**Consigne**
D'après le texte sur le séjour au monastère, combien de monastères permettent de faire une retraite ?

Expérience – 3 jours dans un monastère

Séjourner dans un monastère n’était pas forcément sur ma Bucket List, c’est une expérience qui me tentait, par curiosité. C’est une occasion de prendre du recul par rapport au quotidien, de couper le portable, de se poser quelques bonnes questions, au calme.

 

Je précise que je suis catholique non pratiquant (disons une fois par an à Noël, les bonnes années). La religion n’était pas la motivation, plus l’expérience.

 

Loic Le Meur, celui qui a lancé les blogs dans les années 2000, parle dans une de ses newsletters, d’une expérience qu’il a fait aux US, dans un lieu retiré de tout. Le concept paraissait séduisant… Pas besoin d’aller en Californie, il y a 255 monastères où il est possible de faire une retraite (c’est le terme). J’avais entendu de retraites par des personnes assez croyantes (entendre catho convaincus, messe tous les dimanches et tout le reste ; je ne critique pas, mais ce n’est pas vraiment ma tasse de thé). Des paroles aux actes : j’ai demandé s’il y avait de la disponibilité en Janvier. C’est la période creuse, alors plongeon.

 

A noter : le monastère ne demande ni la religion, ni la motivation et n’impose rien. On vient en anonyme, on est accueilli. Si on on souhaite parler avec un moine, on peut ; sinon on peut passer un séjour sans voir personne ni sans assister à la moindre messe ou célébration. Si c’est le calme qui est recherché, c’est l’endroit idéal. Pour finir un livre, faire le point, méditer (ou pas), ou tout simplement en digital detox. En revanche, si c’est le monde et la frénésie, ce n’est pas du tout l’endroit (le silence est de mise, notamment aux repas, je reviens dessus). Comme je suis parfois un peu dogmatique, j’ai suivi exactement leur vie, mais personne n’y est obligé.

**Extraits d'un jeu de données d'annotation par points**
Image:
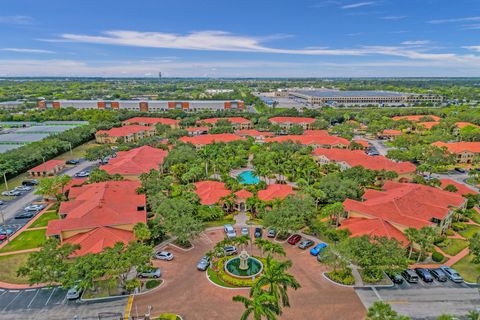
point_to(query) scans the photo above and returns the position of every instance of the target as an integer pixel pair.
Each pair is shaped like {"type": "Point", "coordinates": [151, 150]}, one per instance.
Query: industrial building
{"type": "Point", "coordinates": [145, 105]}
{"type": "Point", "coordinates": [330, 97]}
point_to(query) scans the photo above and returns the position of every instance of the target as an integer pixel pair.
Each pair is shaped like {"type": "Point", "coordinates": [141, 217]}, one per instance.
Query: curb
{"type": "Point", "coordinates": [336, 283]}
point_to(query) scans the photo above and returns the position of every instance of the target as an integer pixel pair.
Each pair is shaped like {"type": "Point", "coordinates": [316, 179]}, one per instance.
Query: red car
{"type": "Point", "coordinates": [293, 240]}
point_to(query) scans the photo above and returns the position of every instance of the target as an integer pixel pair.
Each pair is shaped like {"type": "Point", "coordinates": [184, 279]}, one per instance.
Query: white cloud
{"type": "Point", "coordinates": [440, 21]}
{"type": "Point", "coordinates": [20, 20]}
{"type": "Point", "coordinates": [26, 50]}
{"type": "Point", "coordinates": [416, 42]}
{"type": "Point", "coordinates": [393, 17]}
{"type": "Point", "coordinates": [358, 5]}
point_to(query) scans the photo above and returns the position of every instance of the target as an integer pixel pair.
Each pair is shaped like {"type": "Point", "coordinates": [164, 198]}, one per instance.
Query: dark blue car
{"type": "Point", "coordinates": [317, 249]}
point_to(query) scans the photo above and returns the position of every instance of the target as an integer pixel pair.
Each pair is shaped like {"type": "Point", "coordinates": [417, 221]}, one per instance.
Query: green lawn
{"type": "Point", "coordinates": [469, 231]}
{"type": "Point", "coordinates": [42, 221]}
{"type": "Point", "coordinates": [468, 270]}
{"type": "Point", "coordinates": [26, 240]}
{"type": "Point", "coordinates": [10, 264]}
{"type": "Point", "coordinates": [455, 246]}
{"type": "Point", "coordinates": [476, 217]}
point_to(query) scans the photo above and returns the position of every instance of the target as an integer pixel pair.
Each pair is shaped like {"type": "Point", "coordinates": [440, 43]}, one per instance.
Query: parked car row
{"type": "Point", "coordinates": [307, 243]}
{"type": "Point", "coordinates": [441, 274]}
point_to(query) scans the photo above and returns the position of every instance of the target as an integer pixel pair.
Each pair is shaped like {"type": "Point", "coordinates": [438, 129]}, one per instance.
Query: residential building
{"type": "Point", "coordinates": [275, 191]}
{"type": "Point", "coordinates": [48, 168]}
{"type": "Point", "coordinates": [145, 121]}
{"type": "Point", "coordinates": [314, 141]}
{"type": "Point", "coordinates": [259, 136]}
{"type": "Point", "coordinates": [202, 140]}
{"type": "Point", "coordinates": [99, 215]}
{"type": "Point", "coordinates": [288, 122]}
{"type": "Point", "coordinates": [351, 158]}
{"type": "Point", "coordinates": [131, 164]}
{"type": "Point", "coordinates": [238, 123]}
{"type": "Point", "coordinates": [465, 152]}
{"type": "Point", "coordinates": [197, 131]}
{"type": "Point", "coordinates": [211, 192]}
{"type": "Point", "coordinates": [145, 105]}
{"type": "Point", "coordinates": [129, 133]}
{"type": "Point", "coordinates": [406, 205]}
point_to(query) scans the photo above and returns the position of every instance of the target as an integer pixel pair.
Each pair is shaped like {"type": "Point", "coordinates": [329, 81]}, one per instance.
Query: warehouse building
{"type": "Point", "coordinates": [329, 97]}
{"type": "Point", "coordinates": [145, 105]}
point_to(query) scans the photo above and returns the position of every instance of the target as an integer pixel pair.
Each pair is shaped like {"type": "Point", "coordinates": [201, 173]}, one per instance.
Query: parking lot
{"type": "Point", "coordinates": [32, 298]}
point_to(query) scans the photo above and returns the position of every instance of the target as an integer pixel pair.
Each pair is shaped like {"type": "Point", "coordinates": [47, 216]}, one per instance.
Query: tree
{"type": "Point", "coordinates": [98, 152]}
{"type": "Point", "coordinates": [335, 211]}
{"type": "Point", "coordinates": [277, 280]}
{"type": "Point", "coordinates": [179, 219]}
{"type": "Point", "coordinates": [291, 214]}
{"type": "Point", "coordinates": [49, 264]}
{"type": "Point", "coordinates": [412, 236]}
{"type": "Point", "coordinates": [383, 311]}
{"type": "Point", "coordinates": [53, 187]}
{"type": "Point", "coordinates": [141, 232]}
{"type": "Point", "coordinates": [474, 247]}
{"type": "Point", "coordinates": [261, 305]}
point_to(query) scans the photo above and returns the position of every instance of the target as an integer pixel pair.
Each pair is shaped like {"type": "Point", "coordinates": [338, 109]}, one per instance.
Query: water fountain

**Bonne réponse**
Il y a 255 monastères où il est possible de faire une retraite.